══ DATA LINES ══

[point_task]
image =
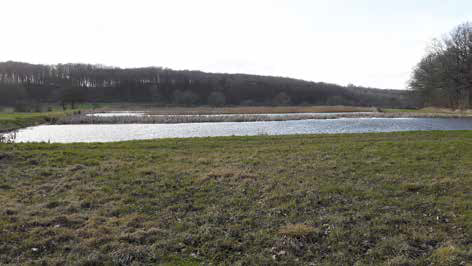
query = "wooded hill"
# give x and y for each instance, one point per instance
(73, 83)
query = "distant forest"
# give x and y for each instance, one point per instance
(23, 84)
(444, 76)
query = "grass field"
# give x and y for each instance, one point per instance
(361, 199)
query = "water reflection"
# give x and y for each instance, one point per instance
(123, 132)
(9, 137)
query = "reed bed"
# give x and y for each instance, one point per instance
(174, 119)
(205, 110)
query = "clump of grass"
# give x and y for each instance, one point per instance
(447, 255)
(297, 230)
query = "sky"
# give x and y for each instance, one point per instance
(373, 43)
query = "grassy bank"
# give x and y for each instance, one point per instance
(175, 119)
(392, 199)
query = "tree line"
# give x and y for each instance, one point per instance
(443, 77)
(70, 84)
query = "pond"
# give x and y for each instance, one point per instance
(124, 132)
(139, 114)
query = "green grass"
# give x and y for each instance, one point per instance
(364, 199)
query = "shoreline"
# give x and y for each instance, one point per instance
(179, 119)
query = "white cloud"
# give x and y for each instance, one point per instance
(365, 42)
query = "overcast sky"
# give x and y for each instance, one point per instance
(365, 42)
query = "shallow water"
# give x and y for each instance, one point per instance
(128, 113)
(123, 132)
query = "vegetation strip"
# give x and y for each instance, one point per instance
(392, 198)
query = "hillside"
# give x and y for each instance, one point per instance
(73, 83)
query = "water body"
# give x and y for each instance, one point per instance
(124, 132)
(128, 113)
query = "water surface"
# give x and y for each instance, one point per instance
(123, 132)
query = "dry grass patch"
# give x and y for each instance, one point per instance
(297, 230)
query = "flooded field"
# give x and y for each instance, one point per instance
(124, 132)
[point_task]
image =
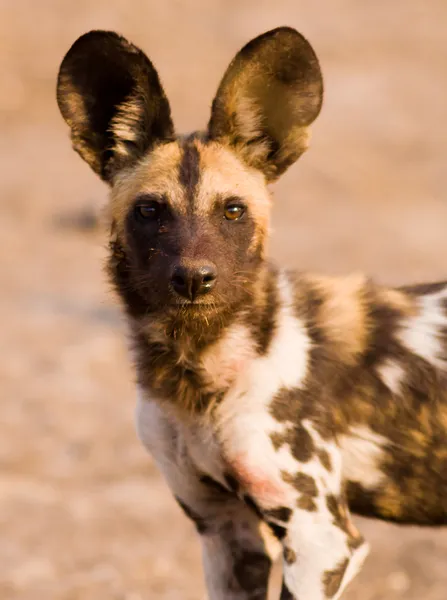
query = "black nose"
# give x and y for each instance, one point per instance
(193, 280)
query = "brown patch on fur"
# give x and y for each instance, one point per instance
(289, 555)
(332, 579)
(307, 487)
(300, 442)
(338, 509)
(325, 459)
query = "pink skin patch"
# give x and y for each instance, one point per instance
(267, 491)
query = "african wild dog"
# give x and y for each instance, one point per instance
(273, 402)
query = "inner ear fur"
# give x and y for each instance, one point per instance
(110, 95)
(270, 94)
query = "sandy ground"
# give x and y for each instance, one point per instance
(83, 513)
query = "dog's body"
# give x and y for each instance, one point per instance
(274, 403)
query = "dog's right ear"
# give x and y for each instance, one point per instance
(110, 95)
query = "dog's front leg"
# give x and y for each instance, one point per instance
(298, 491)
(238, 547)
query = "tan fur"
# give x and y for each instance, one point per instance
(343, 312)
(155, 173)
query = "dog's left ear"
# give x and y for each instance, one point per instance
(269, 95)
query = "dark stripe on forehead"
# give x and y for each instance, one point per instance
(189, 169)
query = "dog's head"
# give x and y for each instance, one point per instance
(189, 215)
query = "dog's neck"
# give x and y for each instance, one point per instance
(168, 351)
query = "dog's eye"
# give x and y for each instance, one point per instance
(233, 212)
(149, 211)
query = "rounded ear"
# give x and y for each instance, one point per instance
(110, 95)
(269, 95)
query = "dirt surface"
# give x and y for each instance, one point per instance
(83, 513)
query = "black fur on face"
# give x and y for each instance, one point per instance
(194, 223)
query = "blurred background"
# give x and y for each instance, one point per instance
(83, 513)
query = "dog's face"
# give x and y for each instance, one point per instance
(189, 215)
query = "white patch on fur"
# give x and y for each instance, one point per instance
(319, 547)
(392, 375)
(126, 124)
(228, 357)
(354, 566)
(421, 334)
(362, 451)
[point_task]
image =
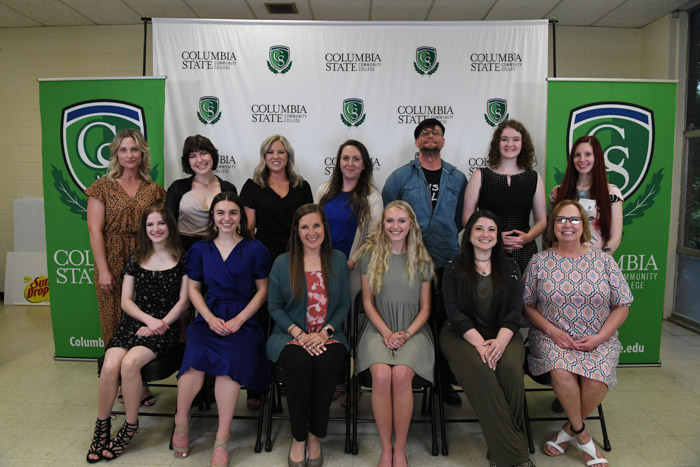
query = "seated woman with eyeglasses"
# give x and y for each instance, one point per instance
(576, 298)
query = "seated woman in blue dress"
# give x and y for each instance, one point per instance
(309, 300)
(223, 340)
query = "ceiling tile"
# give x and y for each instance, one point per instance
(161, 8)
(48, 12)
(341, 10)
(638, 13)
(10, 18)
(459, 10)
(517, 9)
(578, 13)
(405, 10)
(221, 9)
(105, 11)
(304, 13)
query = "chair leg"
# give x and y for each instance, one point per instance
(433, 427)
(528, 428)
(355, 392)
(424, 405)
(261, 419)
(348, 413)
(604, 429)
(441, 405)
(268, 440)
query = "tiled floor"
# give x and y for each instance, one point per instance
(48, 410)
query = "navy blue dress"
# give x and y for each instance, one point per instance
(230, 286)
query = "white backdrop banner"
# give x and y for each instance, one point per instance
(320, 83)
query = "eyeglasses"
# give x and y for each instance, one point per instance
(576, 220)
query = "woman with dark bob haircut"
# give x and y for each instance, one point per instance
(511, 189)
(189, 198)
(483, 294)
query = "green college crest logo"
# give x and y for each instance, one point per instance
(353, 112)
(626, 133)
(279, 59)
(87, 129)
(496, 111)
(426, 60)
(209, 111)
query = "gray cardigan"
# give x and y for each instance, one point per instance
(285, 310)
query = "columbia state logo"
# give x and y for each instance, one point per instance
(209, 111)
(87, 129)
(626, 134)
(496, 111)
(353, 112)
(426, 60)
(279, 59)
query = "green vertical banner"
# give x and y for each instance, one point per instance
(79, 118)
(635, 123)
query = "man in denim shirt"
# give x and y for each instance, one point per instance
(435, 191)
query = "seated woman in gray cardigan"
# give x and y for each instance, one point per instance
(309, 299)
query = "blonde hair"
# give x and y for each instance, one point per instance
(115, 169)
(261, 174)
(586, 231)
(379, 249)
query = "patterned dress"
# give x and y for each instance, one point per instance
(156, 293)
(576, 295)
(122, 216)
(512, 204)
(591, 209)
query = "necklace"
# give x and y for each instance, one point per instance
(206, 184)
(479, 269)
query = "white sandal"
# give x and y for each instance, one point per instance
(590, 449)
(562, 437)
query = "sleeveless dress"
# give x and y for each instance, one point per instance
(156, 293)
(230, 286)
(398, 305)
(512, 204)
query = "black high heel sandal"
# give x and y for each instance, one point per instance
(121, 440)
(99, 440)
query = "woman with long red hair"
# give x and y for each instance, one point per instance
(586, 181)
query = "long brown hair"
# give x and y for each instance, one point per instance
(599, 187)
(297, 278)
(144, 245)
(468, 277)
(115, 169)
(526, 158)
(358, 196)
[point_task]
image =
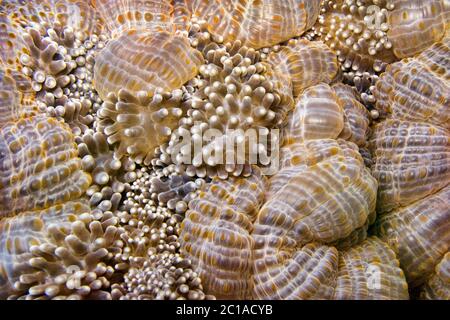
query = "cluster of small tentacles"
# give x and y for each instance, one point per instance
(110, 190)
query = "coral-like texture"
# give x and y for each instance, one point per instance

═══

_TASK REQUIREMENTS_: Copy out all the records exactly, excluding pictures.

_RESULT FOR THIS EXERCISE_:
[point_task]
image =
query = "wooded hill"
# give x and y for each instance, one point per instance
(73, 83)
query = "distant forest"
# give x and y for each instance, one point per instance
(23, 84)
(444, 76)
query = "grass field"
# give x and y for each instance, one point per instance
(361, 199)
query = "water reflection"
# give x and y for each instance, one point per instance
(123, 132)
(9, 137)
query = "reed bed"
# give x and y for each instance, one point per instance
(174, 119)
(205, 110)
query = "clump of grass"
# give x and y for each instance, one point per instance
(447, 255)
(297, 230)
query = "sky"
# give x and y for each instance, one point per instance
(373, 43)
query = "grassy bank"
# give x and y for each instance, one point per instance
(175, 119)
(392, 199)
query = "tree line"
# give x and y for each instance, one point per instance
(443, 77)
(70, 84)
query = "pond"
# give x and y for each instance, one point per instance
(124, 132)
(139, 114)
query = "green grass"
# give x and y for each instance, one point per instance
(364, 199)
query = "shoreline"
# give x and y for each instance, one point per instance
(179, 119)
query = "white cloud"
# give x and y for each instance, one point per instance
(365, 42)
query = "overcast sky"
# give x and y for each instance, one point per instance
(365, 42)
query = "shallow water"
# give x and y for each instance, one point per instance
(128, 113)
(123, 132)
query = "vegetation strip"
# give x and y for each instance, one point per instance
(392, 198)
query = "hillside"
# give x and y for each instance, one point per instance
(73, 83)
query = "water body"
# give x and y for each instance, one point per instance
(124, 132)
(128, 113)
query = "water surface"
# give x and y for each instance, one point per instance
(123, 132)
query = "dry grass patch"
# give x and y for each instance, one point per instance
(297, 230)
query = "flooded field"
# give x and y for each instance, one point per instance
(124, 132)
[point_task]
image =
query = "black nose"
# give x and y for each instance, one point per instance
(193, 280)
query = "brown patch on fur"
# give x and y for each instance, one point per instance
(289, 555)
(332, 579)
(307, 487)
(300, 442)
(338, 509)
(325, 459)
query = "pink skin patch"
# give x and y for each instance, one point per instance
(267, 491)
query = "african wild dog"
# give x and y for each instance, one point per instance
(273, 402)
query = "inner ear fur"
# give x and y for each instance, one point per instance
(110, 95)
(270, 94)
query = "sandy ground"
# give x and y for each instance, one point per instance
(83, 513)
query = "dog's body"
# give x and y for each instance, one point per instance
(274, 403)
query = "dog's right ear"
# give x and y for each instance, one point per instance
(110, 95)
query = "dog's front leg"
# give x and y for each instance, one point per instance
(298, 491)
(238, 547)
query = "tan fur"
# give x and y for each instance, one point per instance
(343, 312)
(155, 173)
query = "dog's left ear"
# give x and y for each instance, one point per instance
(269, 95)
query = "dark stripe on forehead"
# give x and y for each instance, one point per instance
(189, 169)
query = "dog's head"
# give x and y for each instance, one point per instance
(189, 215)
query = "dog's neck"
# give x and y for each instance, one point per instance
(168, 351)
query = "dog's eye"
# give x and y for each instance, one point per instance
(233, 212)
(149, 211)
query = "rounded ear"
# give x and y for each instance, one point per instance
(110, 95)
(269, 95)
query = "dirt surface"
# give x and y for each instance, one point per instance
(83, 513)
query = "black fur on face"
# give x and y for each instance, one point per instance
(194, 223)
query = "blurred background"
# give x and y for each instance, one point per instance
(83, 513)
query = "dog's face"
# give x and y for each instance, one point per instance
(189, 215)
query = "white patch on fur"
# give x and y for each instance, one point per instance
(319, 547)
(392, 375)
(126, 124)
(228, 357)
(354, 566)
(421, 334)
(362, 451)
[point_task]
image =
query = "seated woman with eyeglasses"
# give x and y for each instance, one point per instance
(576, 298)
query = "seated woman in blue dress"
# give x and y for each instance, one point per instance
(309, 300)
(223, 340)
query = "ceiling tile"
# give x and y for each instance, one point per instance
(161, 8)
(48, 12)
(341, 10)
(638, 13)
(10, 18)
(459, 10)
(517, 9)
(578, 13)
(405, 10)
(221, 9)
(105, 11)
(304, 13)
query = "chair leg"
# give x and y for each instance, one point per instance
(433, 427)
(528, 428)
(355, 392)
(424, 405)
(261, 419)
(348, 413)
(604, 429)
(441, 405)
(268, 440)
query = "tiled floor"
# give x and y for each instance, one point per instance
(48, 410)
query = "navy blue dress"
# give x and y for each instance, one point per instance
(230, 286)
query = "white backdrop banner"
# give x and y for each instance, one point per instance
(320, 83)
query = "eyeglasses"
# give x and y for each instance, one point per instance
(576, 220)
query = "woman with dark bob haircut"
# give x and y for each instance, one point per instance
(511, 189)
(189, 198)
(483, 294)
query = "green college crest logo"
# give x and y for each instance, one point per instance
(353, 112)
(626, 133)
(279, 59)
(87, 129)
(496, 111)
(426, 60)
(209, 111)
query = "gray cardigan"
# give x and y for each instance, one point per instance
(285, 310)
query = "columbia state logo"
# give x and y for each instance, one point per instance
(209, 111)
(87, 129)
(626, 134)
(496, 111)
(353, 112)
(426, 60)
(279, 59)
query = "green vertical banner"
# give x and y for each instance, one point per instance
(79, 118)
(635, 123)
query = "man in denim shirt"
# give x and y for each instance, one point per instance
(435, 191)
query = "seated woman in gray cardigan"
# give x and y for each instance, one point per instance
(309, 299)
query = "blonde hair"
# give x and y for each instance, one point per instance
(115, 169)
(261, 174)
(586, 231)
(379, 249)
query = "patterned dress"
# give x and y for each instance, one point per instance
(156, 293)
(576, 295)
(122, 216)
(512, 204)
(591, 209)
query = "necklace"
# give x and y for each instance, one point per instance
(206, 184)
(479, 269)
query = "white sandal"
# give x and y for each instance, one point per instance
(590, 449)
(562, 437)
query = "sleeveless dress"
# give x and y for each instance, one point per instance
(156, 293)
(230, 286)
(398, 305)
(512, 204)
query = "black high heel sandal"
# give x and y for each instance, one point per instance
(121, 440)
(99, 440)
query = "woman with long red hair"
# give x and y for each instance, one point per instance
(586, 181)
query = "long brown hair"
# give x and y for each instance, one point per instance
(599, 187)
(297, 278)
(144, 245)
(468, 277)
(115, 169)
(526, 158)
(358, 196)
[point_task]
image =
query = "cluster of small tentacles"
# give x and y for each instance, one point per instance
(110, 190)
query = "coral-like texture"
# give x and y for each instance, one point per instance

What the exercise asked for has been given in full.